▸ **The exercise**
Gather every line in the records below that contains the string "woman", and copy each such line unchanged in the order it appears.

▸ **Collection entries**
start
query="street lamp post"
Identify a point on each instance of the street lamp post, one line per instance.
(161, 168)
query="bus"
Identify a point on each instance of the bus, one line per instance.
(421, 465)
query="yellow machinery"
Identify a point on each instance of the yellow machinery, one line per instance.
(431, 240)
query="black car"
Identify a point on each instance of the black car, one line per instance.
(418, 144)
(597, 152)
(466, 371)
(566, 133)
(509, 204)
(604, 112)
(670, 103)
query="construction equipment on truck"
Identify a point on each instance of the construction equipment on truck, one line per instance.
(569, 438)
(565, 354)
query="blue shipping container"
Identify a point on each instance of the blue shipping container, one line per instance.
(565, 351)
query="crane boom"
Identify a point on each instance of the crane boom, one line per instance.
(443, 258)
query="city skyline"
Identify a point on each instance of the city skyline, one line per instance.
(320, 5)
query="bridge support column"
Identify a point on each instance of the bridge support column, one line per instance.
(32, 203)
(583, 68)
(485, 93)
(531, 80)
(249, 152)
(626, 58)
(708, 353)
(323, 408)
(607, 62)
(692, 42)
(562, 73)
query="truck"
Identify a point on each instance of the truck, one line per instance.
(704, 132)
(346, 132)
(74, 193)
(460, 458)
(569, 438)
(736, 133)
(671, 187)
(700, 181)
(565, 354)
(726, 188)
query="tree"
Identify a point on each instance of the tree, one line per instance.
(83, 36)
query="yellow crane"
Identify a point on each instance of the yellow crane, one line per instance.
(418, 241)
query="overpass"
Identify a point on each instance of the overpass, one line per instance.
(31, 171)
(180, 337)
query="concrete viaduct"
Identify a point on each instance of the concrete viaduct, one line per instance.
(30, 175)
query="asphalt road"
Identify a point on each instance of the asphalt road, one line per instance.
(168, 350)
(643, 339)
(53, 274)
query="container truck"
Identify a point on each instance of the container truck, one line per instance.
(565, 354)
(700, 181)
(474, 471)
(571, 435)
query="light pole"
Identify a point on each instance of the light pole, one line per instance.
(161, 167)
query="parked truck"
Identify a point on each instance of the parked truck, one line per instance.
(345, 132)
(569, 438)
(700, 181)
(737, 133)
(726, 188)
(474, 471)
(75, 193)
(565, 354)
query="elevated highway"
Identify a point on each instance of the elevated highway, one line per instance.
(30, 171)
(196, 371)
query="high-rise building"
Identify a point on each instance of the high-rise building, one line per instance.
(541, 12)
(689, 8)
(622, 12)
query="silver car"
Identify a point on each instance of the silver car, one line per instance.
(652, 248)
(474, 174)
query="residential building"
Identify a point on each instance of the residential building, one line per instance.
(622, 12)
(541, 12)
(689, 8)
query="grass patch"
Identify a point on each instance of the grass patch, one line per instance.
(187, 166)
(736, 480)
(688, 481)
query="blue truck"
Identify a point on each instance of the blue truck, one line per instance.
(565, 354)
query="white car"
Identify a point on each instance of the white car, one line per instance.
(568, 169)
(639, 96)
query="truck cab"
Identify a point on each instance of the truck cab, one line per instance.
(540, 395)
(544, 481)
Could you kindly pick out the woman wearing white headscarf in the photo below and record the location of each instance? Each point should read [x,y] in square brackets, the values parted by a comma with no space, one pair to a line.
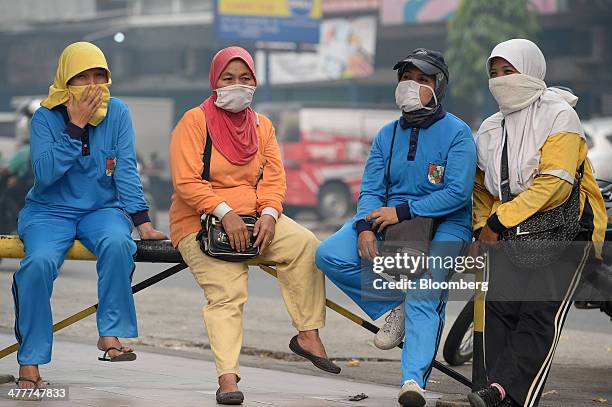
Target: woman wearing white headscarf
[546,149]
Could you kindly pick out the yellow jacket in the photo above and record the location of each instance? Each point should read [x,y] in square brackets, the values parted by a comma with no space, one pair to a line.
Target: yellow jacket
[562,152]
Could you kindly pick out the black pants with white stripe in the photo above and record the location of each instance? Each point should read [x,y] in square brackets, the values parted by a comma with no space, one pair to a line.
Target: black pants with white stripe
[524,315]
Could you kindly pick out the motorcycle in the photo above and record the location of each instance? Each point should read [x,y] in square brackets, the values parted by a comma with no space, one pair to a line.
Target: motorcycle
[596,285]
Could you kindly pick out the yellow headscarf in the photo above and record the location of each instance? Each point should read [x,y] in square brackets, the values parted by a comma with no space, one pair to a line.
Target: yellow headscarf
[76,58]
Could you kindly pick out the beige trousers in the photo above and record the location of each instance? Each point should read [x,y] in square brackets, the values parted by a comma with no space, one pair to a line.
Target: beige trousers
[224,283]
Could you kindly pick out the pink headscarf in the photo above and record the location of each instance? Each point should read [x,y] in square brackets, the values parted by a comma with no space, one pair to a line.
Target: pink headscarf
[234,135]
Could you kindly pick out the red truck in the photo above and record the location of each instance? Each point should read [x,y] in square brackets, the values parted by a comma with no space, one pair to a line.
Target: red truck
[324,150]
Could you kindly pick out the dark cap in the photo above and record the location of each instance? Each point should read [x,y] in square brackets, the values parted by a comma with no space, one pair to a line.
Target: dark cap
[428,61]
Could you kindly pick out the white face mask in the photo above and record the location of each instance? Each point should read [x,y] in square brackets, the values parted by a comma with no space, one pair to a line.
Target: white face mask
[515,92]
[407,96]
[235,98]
end
start
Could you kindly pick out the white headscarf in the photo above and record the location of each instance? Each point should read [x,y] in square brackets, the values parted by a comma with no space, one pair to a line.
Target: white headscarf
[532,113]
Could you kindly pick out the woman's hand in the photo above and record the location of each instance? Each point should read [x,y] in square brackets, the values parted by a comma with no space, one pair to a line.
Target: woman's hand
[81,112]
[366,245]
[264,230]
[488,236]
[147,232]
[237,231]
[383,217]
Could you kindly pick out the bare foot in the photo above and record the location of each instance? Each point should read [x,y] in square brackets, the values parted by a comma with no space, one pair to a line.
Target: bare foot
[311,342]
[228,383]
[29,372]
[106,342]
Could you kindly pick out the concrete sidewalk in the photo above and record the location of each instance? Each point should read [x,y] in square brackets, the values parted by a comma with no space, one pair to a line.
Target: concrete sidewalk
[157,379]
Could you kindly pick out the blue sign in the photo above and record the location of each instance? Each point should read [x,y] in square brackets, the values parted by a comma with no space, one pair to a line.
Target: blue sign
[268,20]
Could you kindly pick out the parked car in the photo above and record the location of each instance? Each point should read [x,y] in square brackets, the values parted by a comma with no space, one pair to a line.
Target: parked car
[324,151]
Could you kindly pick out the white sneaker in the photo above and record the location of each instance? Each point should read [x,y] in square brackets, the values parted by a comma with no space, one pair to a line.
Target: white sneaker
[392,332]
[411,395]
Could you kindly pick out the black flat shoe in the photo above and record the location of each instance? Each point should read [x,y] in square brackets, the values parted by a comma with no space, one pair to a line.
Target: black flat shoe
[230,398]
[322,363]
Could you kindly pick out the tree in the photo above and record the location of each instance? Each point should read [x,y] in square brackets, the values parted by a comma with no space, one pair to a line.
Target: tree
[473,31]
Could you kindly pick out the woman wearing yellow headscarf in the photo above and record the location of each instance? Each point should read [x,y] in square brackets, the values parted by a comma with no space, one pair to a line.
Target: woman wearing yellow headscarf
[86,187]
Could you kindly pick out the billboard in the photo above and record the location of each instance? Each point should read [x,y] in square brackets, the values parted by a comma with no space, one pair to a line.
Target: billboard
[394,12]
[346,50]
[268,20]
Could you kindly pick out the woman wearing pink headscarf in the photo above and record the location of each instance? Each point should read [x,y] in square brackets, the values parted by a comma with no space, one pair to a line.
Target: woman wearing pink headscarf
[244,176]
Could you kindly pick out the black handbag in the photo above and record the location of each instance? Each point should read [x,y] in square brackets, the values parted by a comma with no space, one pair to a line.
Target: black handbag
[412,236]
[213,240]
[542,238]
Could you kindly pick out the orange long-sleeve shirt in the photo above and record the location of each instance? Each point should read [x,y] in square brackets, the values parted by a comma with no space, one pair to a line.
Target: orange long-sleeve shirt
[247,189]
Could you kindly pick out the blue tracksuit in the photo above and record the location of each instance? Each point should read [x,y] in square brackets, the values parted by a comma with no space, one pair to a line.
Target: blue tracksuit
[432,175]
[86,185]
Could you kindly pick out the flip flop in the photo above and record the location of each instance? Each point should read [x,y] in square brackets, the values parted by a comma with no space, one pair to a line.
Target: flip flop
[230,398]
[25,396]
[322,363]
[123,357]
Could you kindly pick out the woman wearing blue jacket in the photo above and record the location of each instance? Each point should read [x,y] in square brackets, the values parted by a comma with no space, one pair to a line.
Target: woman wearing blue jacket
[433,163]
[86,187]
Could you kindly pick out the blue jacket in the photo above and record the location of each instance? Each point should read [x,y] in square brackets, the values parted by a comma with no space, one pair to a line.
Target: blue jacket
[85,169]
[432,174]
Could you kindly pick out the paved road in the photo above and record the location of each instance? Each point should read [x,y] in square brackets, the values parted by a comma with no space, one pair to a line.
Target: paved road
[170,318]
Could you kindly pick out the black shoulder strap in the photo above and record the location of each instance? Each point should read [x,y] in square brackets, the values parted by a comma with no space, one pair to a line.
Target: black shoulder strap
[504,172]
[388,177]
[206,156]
end
▸ **Reply**
Could you kindly pick out the woman wearing white headscarf in the photo below and record the location of each instance? Each point should read [x,y] in square brackets, the values parted by a comma with no space, one pair to a line.
Target: woman wearing white headscarf
Could you kindly pick out the woman's hand in the photo above and record the location of each instance? Each point should read [x,y] in square brackets, the values parted by a comma with no space, one pair to a line.
Target: woman's hand
Could you kindly pick out the woman wearing yellow headscarf in the photo above and record the location of each instance? Each point should read [x,y] in square brackets, the values parted by a comma with no space, one pair to a line.
Target: woman wearing yellow headscarf
Could you kindly pick out the woman wearing pink headscarf in the photo above and record the location of each instance? Each point should read [x,y] in square brackets, the values parted by a comma with no space, one pair to a line.
Target: woman wearing pink headscarf
Could you kindly pick out the woman wearing blue jacket in the photo above and record the location of each instance? Each point should read [x,y] in square brackets, the values parted by a comma with no space, one pair to a line.
Target: woman wearing blue jacket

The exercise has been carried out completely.